◆ Aim of the task: Copy out every line of the listing below, keeping unchanged lines word for word. Scale each x and y coordinate by 1.15 and round to whole numbers, with halves rounded up, and leave out the pictures.

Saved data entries
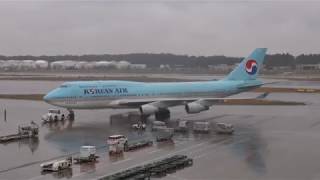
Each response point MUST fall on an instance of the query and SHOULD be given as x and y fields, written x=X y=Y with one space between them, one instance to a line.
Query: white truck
x=116 y=144
x=87 y=154
x=53 y=115
x=158 y=125
x=57 y=165
x=182 y=126
x=224 y=128
x=201 y=127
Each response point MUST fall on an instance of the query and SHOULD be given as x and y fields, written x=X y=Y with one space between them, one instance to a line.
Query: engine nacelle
x=148 y=109
x=195 y=107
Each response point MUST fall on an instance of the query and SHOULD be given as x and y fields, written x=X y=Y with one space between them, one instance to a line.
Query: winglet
x=249 y=67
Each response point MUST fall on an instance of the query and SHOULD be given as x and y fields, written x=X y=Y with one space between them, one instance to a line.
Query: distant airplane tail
x=249 y=67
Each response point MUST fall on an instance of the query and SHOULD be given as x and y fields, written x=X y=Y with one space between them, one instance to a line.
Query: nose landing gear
x=70 y=115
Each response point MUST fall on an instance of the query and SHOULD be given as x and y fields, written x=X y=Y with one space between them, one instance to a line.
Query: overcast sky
x=232 y=28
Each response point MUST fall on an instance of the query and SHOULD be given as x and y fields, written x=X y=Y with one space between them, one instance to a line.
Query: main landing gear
x=70 y=115
x=162 y=114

◆ Response:
Each response point MUST fall on an instance of the query and SHOULD be given as x and y fields, written x=X y=Y with one space between them, one instance to a line.
Query: white truck
x=133 y=166
x=100 y=177
x=61 y=132
x=182 y=144
x=66 y=190
x=209 y=145
x=258 y=147
x=231 y=146
Each response point MUST fall on an instance of the query and SHOULD be given as x and y fields, written x=X y=Y with one space between them, one instance to a line.
Query: engine nacelle
x=170 y=125
x=224 y=123
Each response point MUST fall on an instance of the query and SHOULD be given as x and y fields, written x=X y=Y with one space between them, one instance to a line.
Query: winglet
x=286 y=77
Each response point MUST fall on an instance of the query and SHOULD be given as x and y fields, written x=X y=Y with one space between them, one instance to a line.
Query: distant airplane tail
x=286 y=77
Each response point MUST fall on an instance of the query and SHOULD be given as x and y fields, written x=X y=Y with one space between them, one instance to a line.
Query: nose landing gear
x=81 y=132
Each response point MUST fall on an instance of the query and SHOULD be given as x and y fields, written x=X y=Y with one space between them, one instance to a line.
Query: overcast sky
x=267 y=32
Each response point MUST fall on an instance of the query and SHOULD be given as x and y fields, written x=X y=Y with one space between them, one instance to a line.
Query: main landing gear
x=81 y=132
x=186 y=131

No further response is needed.